Items from a point labeling set
========================================

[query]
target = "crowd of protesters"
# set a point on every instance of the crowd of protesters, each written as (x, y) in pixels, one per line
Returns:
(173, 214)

========================================

What this task involves: Rewrite the items above, changing "protesters" to "demonstrators" everywhere it appears and keeping every other line the same.

Result:
[query]
target = "crowd of demonstrators"
# set a point on every instance of the crowd of demonstrators, each written as (x, y) in pixels, one per line
Returns:
(173, 214)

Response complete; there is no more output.